ENTRIES PROVIDED »
────────
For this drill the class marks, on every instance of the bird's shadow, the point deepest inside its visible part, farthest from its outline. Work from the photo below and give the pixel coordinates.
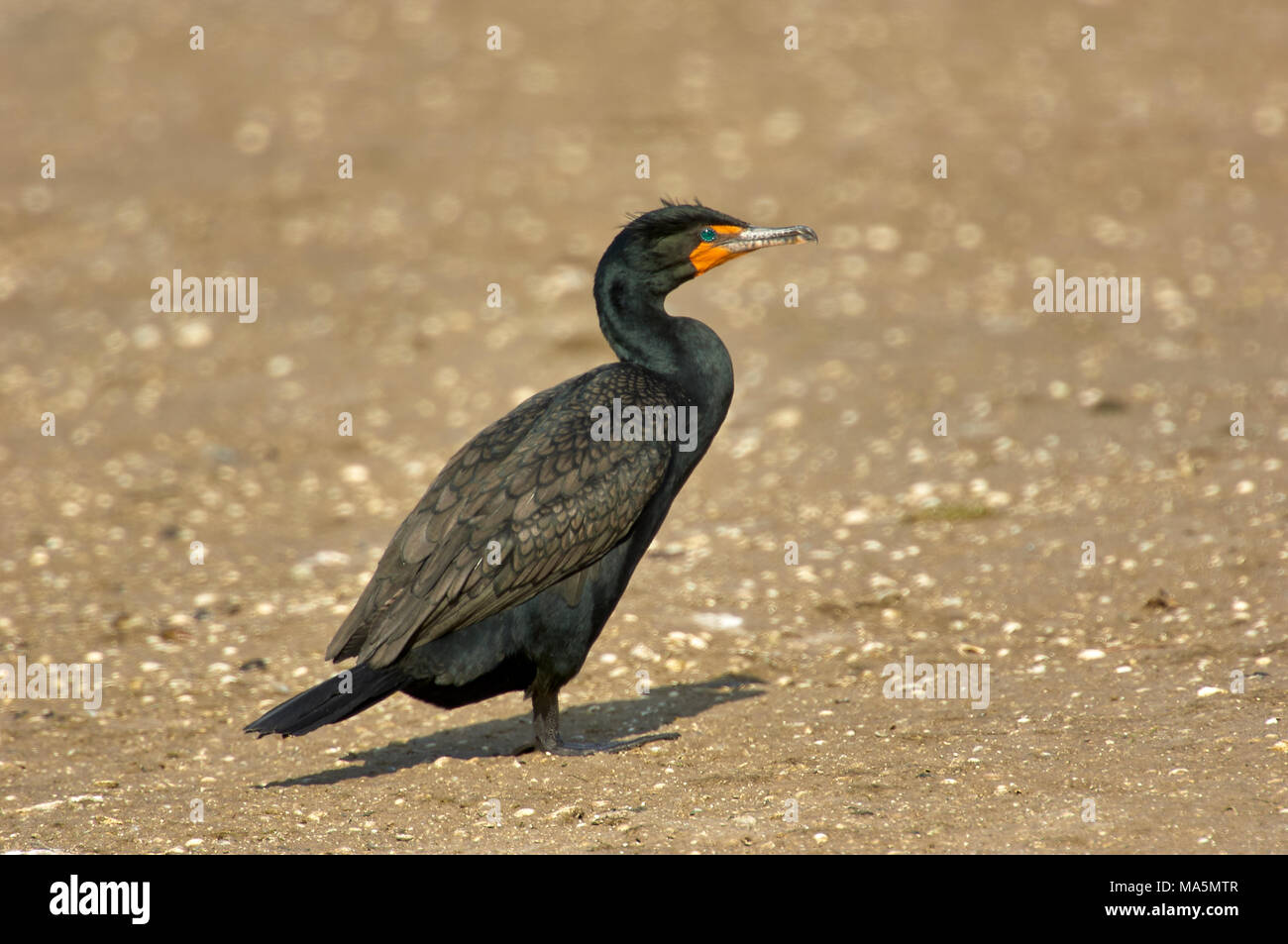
────────
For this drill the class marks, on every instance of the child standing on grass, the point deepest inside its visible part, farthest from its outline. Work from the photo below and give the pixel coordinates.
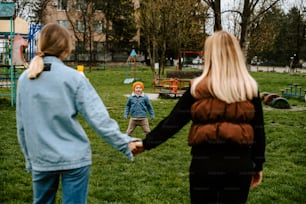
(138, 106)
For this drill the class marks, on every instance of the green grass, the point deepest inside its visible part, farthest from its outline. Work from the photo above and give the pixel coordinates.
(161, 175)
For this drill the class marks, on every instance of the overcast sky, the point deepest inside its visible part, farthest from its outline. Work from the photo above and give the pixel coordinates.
────────
CHALLENGE »
Print the lines between the one containing "of the child" and the one containing "of the overcast", inclusive, word for word, and leave the pictures out of your answer.

EXPECTED OUTPUT »
For this drill the class marks, on every instance of the child standing on grass, the point deepest inside its visible part, farthest from its outline. Work from the photo below and give the pixel coordinates.
(138, 106)
For this drill the class marks, on every instance of the green grass, the point deepest inside its visible part, farthest from its outline. Work from the photo above and give the pixel coordinates.
(161, 175)
For this drill the class marks, on every instance of the overcast sky, the point deepest inside its visible part, farthest from its outline. Work from the photo above and give the pixel coordinates.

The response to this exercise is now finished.